■ Your assignment: Across the whole listing, how many lines hold the word "dragonfly"? Reply with the number by itself.

■ Records for the exercise:
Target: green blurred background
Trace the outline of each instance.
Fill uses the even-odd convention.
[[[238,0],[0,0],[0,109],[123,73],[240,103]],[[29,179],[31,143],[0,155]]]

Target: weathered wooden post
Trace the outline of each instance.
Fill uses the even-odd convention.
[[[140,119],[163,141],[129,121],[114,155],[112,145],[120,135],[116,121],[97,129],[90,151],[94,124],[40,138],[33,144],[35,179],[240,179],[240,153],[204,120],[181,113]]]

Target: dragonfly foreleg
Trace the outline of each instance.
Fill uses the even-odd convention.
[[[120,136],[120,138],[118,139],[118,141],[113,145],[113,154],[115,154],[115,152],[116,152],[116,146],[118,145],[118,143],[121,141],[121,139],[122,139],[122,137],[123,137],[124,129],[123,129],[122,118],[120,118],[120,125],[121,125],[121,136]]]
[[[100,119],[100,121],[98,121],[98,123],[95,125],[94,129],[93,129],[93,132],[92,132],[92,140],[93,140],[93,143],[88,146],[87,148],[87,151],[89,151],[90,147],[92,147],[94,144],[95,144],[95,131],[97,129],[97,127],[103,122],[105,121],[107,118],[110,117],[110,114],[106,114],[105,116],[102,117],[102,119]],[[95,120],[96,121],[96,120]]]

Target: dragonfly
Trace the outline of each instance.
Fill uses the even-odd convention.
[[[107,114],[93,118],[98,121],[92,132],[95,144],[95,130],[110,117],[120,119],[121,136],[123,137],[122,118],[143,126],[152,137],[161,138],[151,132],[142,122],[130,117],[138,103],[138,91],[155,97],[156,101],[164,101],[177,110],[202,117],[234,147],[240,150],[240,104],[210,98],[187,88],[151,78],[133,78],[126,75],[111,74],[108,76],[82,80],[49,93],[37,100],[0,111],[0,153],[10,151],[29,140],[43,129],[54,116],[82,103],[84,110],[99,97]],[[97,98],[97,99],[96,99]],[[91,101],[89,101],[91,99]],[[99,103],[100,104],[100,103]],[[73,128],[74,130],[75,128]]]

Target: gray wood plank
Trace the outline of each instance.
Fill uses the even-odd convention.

■ Result of this task: 2